Texte extrait —
+++
M. Eric Doligé - Il sera peut-être intéressant de voir si, le statut fiscal changeant dans le cadre de la décentralisation, ce qui n'était plus soumis l'est à nouveau.

M. Philippe Marini, rapporteur général - Il y a là un gisement fiscal !

M. le président - ... Et matière à s'occuper !

J'espère que la Cour aura les moyens de certifier le bilan d'ouverture. Cela ne doit pas être un exercice commode.

M. Jacques Sallois - Vous aurez des éléments prévisionnels à cette question dans le rapport que la Cour va déposer sur l'exécution du budget 2005 et sur les comptes de l'Etat, dans la perspective de la certification après le bilan d'ouverture.

Pour répondre à la question de M. Doligé, les enquêtes que nous menons sur ce plan dans le cadre des missions intermédiaires de préparation au travail de certification dans les différents départements et que nous avons menées sur le ministère de l'équipement -c'est Mme Pinault qui a mené ce travail- confirment que l'évaluation précise de ce patrimoine est encore une rude tâche, même si des progrès ont été enregistrés. L'espoir que je peux partager avec M. le sénateur Doligé, c'est que les travaux menés dans ce cadre lui offriront, à terme, une plus grande transparence dans l'appréciation du patrimoine local de l'Etat.

M. le président - Il me reste à remercier la Cour pour le rapport transmis, qui répondait à notre demande et qui a permis de poser le problème.

Il n'y a pas eu de contestations de la part des représentants du ministère de l'équipement. C'est une situation de fait : le pilotage immobilier n'existait pas. C'est donc une fonction qu'il faut mettre en place. Ce qui sera particulièrement intéressant, c'est que l'on puisse se revoir d'ici un an pour que vous nous rendiez compte de ce qui a pu être accompli, de vos satisfactions, de vos déceptions parfois.

Pour ce qui est de La Défense, je ne suis pas sûr que l'issue soit immédiate ; la suppression de vos échangeurs pour récupérer de l'espace doit être assez compliquée et il va falloir quelque temps pour le concrétiser. Cela signifie que l'on va devoir attendre avant que la question ne soit résolue.

On n'a pas parlé du très bel appartement de fonction de La Défense, qui fait partie des constantes dans les rapports.

M. Patrick Gandil - Le terme de très bel appartement est franchement excessif. Il y a une très belle vue ; à part cela, il n'est ni très grand, ni extraordinairement agréable. Il est au sommet du bâtiment, presque au sein du bureau-cabinet. Le fait est que pratiquement aucun ministre ne l'a utilisé, un ministre devant être proche du Parlement. Se trouver à trois quarts d'heure du Parlement avec un aléa sur le temps de transport, ce n'est pas possible.
+++
Données de localisation de points —

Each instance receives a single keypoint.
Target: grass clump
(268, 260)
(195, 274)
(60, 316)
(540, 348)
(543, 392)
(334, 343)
+++
Problème à traiter —
Répondez brièvement à ces questions sur le texte extrait.
(a) Qui a mené le travail d'enquête sur le ministère de l'équipement ?
(b) D'après le président, quelle fonction n'existait pas ?
(c) Selon M. Patrick Gandil, à quelle durée du Parlement se trouverait un ministre logé dans l'appartement de La Défense ?
Ces données ne jouent aucun rôle ici.

Réponse rédigée —
(a) Mme Pinault.
(b) Le pilotage immobilier.
(c) À trois quarts d'heure, avec un aléa sur le temps de transport.